TASK DETAILS
Reproduce every entry exactly, without alteration.

Records from a data collection:
————————

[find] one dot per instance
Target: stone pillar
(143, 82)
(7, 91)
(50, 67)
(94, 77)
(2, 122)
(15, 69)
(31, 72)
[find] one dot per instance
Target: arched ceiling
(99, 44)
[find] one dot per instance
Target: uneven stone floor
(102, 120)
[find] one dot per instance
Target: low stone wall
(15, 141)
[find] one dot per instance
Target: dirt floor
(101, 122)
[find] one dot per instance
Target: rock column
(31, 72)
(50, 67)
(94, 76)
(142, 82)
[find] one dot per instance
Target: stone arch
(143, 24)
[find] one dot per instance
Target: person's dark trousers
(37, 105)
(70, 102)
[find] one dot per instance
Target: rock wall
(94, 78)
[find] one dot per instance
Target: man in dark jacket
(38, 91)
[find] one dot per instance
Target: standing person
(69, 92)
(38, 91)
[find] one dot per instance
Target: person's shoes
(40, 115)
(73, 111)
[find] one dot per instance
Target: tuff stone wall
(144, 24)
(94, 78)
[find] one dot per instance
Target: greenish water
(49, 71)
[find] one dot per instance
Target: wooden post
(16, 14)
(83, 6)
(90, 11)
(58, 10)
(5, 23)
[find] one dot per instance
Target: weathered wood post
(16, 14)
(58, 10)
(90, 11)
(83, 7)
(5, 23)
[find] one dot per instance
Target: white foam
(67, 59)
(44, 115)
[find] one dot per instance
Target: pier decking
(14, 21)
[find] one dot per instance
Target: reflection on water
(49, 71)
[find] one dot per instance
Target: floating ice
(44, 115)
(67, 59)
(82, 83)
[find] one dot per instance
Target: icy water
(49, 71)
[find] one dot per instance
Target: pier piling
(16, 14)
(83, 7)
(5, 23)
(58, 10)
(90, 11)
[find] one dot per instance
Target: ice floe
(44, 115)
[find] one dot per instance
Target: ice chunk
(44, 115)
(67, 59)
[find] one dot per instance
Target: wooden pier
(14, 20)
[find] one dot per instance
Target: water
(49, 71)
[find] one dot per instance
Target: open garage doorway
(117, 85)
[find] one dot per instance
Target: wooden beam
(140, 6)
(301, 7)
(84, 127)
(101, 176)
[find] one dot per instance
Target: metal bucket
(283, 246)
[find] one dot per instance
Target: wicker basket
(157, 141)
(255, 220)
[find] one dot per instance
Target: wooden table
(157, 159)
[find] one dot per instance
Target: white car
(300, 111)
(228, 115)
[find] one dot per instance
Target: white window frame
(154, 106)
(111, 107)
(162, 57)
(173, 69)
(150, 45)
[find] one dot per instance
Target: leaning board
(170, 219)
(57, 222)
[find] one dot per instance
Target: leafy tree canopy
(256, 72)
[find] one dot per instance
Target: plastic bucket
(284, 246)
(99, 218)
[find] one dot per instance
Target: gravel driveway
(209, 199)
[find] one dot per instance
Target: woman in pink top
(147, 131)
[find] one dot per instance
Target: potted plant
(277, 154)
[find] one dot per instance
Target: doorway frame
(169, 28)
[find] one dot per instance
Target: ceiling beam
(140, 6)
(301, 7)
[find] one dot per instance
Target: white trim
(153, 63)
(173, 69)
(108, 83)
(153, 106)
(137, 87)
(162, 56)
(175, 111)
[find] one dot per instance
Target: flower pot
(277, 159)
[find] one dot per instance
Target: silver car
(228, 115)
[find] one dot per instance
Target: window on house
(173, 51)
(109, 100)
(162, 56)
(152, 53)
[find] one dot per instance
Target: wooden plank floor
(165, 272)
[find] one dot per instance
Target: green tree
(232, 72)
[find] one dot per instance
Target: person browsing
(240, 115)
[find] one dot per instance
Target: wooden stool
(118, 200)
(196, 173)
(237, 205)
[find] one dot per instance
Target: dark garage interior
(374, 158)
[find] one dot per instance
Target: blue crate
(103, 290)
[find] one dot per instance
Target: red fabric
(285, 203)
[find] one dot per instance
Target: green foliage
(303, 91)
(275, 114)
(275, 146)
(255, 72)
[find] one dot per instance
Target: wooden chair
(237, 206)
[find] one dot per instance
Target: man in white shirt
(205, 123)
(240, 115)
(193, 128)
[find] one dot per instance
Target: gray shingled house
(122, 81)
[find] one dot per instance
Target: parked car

————————

EXERCISE RESPONSE
[find] one dot per instance
Target: stone pillar
(143, 82)
(7, 91)
(50, 67)
(94, 77)
(2, 122)
(15, 69)
(31, 72)
[find] one dot per instance
Target: arched ceiling
(99, 44)
[find] one dot per instance
Target: uneven stone floor
(102, 120)
[find] one dot per instance
Target: low stone wall
(15, 141)
[find] one dot per instance
Target: dirt floor
(101, 122)
[find] one dot per instance
Target: rock column
(31, 72)
(50, 67)
(94, 76)
(142, 82)
[find] one dot per instance
Target: stone arch
(143, 24)
[find] one dot per instance
Target: person's dark trousers
(37, 105)
(70, 102)
[find] one dot per instance
Target: rock wall
(94, 78)
[find] one dot per instance
Target: man in dark jacket
(38, 91)
[find] one dot per instance
Target: standing person
(69, 92)
(38, 91)
[find] one dot per instance
Target: person's shoes
(40, 115)
(73, 111)
[find] one dot per instance
Target: tuff stone wall
(144, 24)
(94, 78)
[find] one dot per instance
Target: greenish water
(49, 71)
[find] one dot per instance
Target: wooden post
(16, 14)
(83, 6)
(90, 11)
(58, 10)
(5, 23)
[find] one dot per instance
Target: weathered wood post
(16, 14)
(58, 10)
(90, 11)
(83, 7)
(5, 23)
[find] one dot per instance
Target: white foam
(67, 59)
(44, 115)
[find] one dot per instance
Target: pier decking
(14, 21)
[find] one dot per instance
Target: reflection on water
(49, 71)
[find] one dot per instance
Target: floating ice
(44, 115)
(67, 59)
(82, 83)
[find] one dot per instance
Target: icy water
(49, 71)
[find] one dot per instance
Target: pier piling
(16, 14)
(83, 7)
(5, 23)
(58, 10)
(90, 11)
[find] one dot per instance
Target: ice floe
(44, 115)
[find] one dot per instance
Target: ice chunk
(44, 115)
(67, 59)
[find] one dot per instance
Target: wooden pier
(14, 20)
[find] one dot per instance
Target: water
(49, 71)
[find] one dot per instance
Target: open garage doorway
(117, 85)
[find] one dot per instance
Target: wooden beam
(140, 6)
(301, 7)
(84, 127)
(101, 176)
[find] one dot per instance
Target: metal bucket
(283, 246)
[find] one dot per instance
Target: wicker basket
(157, 141)
(255, 220)
[find] one dot per instance
Target: wooden table
(157, 159)
[find] one dot per instance
Target: white car
(300, 111)
(228, 115)
[find] one dot per instance
Target: white window frame
(154, 106)
(111, 107)
(162, 57)
(173, 69)
(150, 45)
[find] one dot per instance
Target: leaning board
(170, 219)
(57, 222)
[find] one dot per instance
Target: leafy tree canopy
(256, 72)
[find] one dot per instance
Target: plastic bucket
(284, 246)
(99, 218)
[find] one dot per instance
Target: gravel driveway
(209, 199)
[find] one dot per instance
Target: woman in pink top
(147, 131)
[find] one dot per instance
Target: potted plant
(277, 154)
[find] one dot per instance
Target: doorway frame
(169, 28)
[find] one dot per instance
Target: ceiling beam
(140, 6)
(301, 7)
[find] one dot per instance
Target: white trim
(153, 63)
(173, 69)
(108, 83)
(153, 106)
(137, 87)
(162, 56)
(175, 111)
[find] one dot per instance
Target: flower pot
(277, 159)
[find] one dot per instance
Target: silver car
(228, 115)
[find] one dot per instance
Target: window on house
(173, 51)
(109, 100)
(162, 56)
(152, 53)
[find] one dot per instance
Target: wooden plank floor
(165, 272)
[find] one dot per instance
Target: green tree
(232, 72)
[find] one dot per instance
Target: person browsing
(240, 115)
[find] one dot per instance
Target: wooden stool
(118, 200)
(196, 173)
(237, 205)
[find] one dot per instance
Target: dark garage interior
(374, 158)
[find] one dot per instance
Target: blue crate
(103, 290)
[find] one dot per instance
Target: red fabric
(285, 203)
[find] one dot per instance
Target: green foliage
(303, 91)
(275, 114)
(275, 146)
(255, 72)
[find] one dot per instance
Target: wooden chair
(237, 206)
[find] one dot per instance
Target: man in white shirt
(205, 123)
(240, 115)
(193, 128)
[find] one dot per instance
Target: gray shingled house
(122, 81)
[find] one dot per instance
Target: parked car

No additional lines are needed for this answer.